Şahan Gökbakar aralarının kötü olduğu söylenen Cem Yılmaz’a yeni filmi için başarılar dilemiş.
"Filmin yapımcısı değerli dostum Muzaffer Yıldırım’a, Cem Yılmaz’a ve silah arkadaşlarına başarılar dilrim. Gişesi bol olsun" diye bir mesaj yollamış. Cem Yılmaz da "Şahan’ın uzattığı zeytin dalını aldım. Teşekkür ederim" demiş.
Bugüne dek birbirlerine destek olacaklarına köstek oluyorlardı. Şimdi Şahan sözüm ona aradaki buzları eritmek için bir adım atmış. Sözüm ona diyorum çünkü Şahan’ın mesajında filmin yapımcısı ön plana çıkmış. Değerli dostum dediği Muzaffer Yıldırım, ‘Recep İvedik’ filmlerini gösteren sinema salonlarının sahibi olan şirketin yönetici ortağı.

Görev maddesi 1
Şahan Gökbakar ile Cem Yılmaz hakkındaki alıntıya göre şu ifadelerin doğru olup olmadığını belirtin: (a) Cem Yılmaz, Şahan'ın uzattığı zeytin dalını kabul ettiğini söylemiş. (b) İkili bugüne dek birbirine destek olmuş. (c) Muzaffer Yıldırım, ‘Recep İvedik’ filmlerini gösteren sinema salonlarının sahibi olan şirketin yönetici ortağıdır. Her ifade için evet ya da hayır yazın ve kararı belirleyen sözleri alıntıdan aynen aktarın.

Sağlanan kayıtlar
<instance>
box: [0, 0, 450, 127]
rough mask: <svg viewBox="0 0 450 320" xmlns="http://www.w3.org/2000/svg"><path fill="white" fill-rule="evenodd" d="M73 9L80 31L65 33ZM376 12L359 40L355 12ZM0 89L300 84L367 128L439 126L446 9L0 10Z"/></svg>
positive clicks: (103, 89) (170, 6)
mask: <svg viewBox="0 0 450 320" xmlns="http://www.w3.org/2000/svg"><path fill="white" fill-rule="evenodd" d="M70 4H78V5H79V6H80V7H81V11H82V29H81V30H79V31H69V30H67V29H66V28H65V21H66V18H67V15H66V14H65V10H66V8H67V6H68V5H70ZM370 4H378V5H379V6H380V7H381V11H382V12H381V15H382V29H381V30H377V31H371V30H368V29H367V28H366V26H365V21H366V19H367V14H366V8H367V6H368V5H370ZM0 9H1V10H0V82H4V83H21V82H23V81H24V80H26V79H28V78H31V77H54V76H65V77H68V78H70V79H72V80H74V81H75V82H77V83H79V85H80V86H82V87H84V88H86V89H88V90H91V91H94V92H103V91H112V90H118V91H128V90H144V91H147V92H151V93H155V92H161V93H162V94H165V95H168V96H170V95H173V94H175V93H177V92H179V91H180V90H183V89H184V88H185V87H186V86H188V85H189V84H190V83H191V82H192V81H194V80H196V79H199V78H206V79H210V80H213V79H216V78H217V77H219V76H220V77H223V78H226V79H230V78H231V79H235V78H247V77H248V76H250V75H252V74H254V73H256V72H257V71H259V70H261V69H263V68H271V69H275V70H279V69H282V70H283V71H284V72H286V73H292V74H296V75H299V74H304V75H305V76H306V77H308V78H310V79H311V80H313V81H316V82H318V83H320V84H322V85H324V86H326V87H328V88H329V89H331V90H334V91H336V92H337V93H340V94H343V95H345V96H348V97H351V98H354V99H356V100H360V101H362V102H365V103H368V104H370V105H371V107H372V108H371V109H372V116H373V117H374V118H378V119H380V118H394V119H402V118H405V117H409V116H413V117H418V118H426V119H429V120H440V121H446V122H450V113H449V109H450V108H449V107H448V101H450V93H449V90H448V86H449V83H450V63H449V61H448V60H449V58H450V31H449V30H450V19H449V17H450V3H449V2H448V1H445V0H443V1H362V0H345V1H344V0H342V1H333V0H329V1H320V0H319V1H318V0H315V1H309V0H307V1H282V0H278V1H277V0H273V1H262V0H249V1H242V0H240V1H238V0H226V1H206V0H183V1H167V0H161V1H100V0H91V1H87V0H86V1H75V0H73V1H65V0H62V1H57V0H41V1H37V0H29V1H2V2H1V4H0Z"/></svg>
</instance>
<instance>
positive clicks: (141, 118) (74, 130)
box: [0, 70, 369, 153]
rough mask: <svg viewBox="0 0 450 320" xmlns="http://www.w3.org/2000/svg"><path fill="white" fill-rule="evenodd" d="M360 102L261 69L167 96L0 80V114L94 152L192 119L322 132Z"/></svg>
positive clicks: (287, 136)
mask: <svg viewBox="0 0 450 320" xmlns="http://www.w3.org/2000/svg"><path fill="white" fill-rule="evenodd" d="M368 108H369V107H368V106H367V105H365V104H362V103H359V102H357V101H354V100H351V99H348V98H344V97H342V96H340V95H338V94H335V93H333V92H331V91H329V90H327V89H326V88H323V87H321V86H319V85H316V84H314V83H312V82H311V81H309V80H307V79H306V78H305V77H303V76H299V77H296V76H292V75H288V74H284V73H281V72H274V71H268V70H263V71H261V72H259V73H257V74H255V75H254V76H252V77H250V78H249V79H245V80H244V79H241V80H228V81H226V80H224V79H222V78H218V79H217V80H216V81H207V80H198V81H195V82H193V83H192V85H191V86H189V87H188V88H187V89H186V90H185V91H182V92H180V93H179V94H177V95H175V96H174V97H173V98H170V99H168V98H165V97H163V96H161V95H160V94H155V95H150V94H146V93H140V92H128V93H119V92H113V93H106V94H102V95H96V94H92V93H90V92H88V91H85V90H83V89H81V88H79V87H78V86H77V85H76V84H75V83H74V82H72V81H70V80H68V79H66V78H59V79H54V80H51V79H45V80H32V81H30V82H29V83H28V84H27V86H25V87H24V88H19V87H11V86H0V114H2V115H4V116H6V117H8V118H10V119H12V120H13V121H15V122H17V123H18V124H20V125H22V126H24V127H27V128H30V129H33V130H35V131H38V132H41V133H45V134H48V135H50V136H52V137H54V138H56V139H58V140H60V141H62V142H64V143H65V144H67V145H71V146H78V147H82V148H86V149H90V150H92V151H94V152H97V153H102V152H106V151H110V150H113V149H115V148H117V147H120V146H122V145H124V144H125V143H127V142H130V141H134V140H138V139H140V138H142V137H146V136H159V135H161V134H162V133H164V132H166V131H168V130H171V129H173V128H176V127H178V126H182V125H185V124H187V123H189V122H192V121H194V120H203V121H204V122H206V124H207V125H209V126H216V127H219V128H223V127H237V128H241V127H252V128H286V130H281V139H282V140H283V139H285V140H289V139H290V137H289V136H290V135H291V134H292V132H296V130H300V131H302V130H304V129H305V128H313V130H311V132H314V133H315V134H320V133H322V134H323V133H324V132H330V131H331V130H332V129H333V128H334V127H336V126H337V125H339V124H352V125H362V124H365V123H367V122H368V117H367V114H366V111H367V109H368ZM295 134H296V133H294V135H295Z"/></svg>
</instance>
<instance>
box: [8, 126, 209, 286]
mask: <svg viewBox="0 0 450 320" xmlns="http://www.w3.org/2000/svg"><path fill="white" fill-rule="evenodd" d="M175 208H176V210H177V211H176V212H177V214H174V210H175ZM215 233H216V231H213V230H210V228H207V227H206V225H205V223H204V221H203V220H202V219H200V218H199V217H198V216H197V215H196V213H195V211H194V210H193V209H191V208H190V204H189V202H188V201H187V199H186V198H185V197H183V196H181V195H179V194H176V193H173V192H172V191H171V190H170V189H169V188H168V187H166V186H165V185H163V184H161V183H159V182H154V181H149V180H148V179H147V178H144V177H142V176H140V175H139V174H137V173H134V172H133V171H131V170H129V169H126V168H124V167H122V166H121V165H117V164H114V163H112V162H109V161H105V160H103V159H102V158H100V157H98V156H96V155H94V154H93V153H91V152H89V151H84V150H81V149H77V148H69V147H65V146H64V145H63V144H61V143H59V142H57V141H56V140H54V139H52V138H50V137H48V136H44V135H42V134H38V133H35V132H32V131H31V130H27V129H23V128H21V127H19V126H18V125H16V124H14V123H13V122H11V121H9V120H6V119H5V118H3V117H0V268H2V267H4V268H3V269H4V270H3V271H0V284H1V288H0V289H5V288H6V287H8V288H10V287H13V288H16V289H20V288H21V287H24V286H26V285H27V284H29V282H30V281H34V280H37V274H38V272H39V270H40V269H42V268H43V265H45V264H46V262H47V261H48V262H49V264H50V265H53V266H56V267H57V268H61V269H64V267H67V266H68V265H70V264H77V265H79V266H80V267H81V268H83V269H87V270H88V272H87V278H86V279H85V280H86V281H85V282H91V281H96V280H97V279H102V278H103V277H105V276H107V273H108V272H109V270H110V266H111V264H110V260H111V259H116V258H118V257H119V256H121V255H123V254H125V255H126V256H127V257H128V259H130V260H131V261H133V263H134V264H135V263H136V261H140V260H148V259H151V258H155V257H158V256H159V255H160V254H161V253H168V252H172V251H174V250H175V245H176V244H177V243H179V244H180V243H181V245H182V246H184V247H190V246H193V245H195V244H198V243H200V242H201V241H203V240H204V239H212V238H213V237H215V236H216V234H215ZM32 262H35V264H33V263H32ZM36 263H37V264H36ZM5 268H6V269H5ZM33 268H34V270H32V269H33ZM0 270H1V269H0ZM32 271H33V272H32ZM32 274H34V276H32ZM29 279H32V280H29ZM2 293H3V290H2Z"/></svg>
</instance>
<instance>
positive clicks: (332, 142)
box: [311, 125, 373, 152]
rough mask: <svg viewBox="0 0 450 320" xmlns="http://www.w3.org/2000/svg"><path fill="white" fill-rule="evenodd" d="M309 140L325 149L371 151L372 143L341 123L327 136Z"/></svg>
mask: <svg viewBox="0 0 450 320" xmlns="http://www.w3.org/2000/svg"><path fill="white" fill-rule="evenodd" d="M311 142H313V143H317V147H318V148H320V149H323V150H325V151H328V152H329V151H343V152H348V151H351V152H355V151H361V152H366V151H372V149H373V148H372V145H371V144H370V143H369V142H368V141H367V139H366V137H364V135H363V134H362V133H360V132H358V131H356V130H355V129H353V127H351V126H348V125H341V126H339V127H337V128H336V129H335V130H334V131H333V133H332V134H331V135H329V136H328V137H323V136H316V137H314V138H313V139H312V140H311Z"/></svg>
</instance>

Görev maddesi 2
Kayıtların ilk satırından başlayıp "positive clicks: (103, 89) (170, 6)" içeren satırla biten bölümü, iki uç satır da dahil olmak üzere birebir yazın.

Alıştırma çıktısı 1
(a) Evet: "Şahan’ın uzattığı zeytin dalını aldım."
(b) Hayır: "Bugüne dek birbirlerine destek olacaklarına köstek oluyorlardı."
(c) Evet: "Değerli dostum dediği Muzaffer Yıldırım, ‘Recep İvedik’ filmlerini gösteren sinema salonlarının sahibi olan şirketin yönetici ortağı."

Alıştırma çıktısı 2
<instance>
box: [0, 0, 450, 127]
rough mask: <svg viewBox="0 0 450 320" xmlns="http://www.w3.org/2000/svg"><path fill="white" fill-rule="evenodd" d="M73 9L80 31L65 33ZM376 12L359 40L355 12ZM0 89L300 84L367 128L439 126L446 9L0 10Z"/></svg>
positive clicks: (103, 89) (170, 6)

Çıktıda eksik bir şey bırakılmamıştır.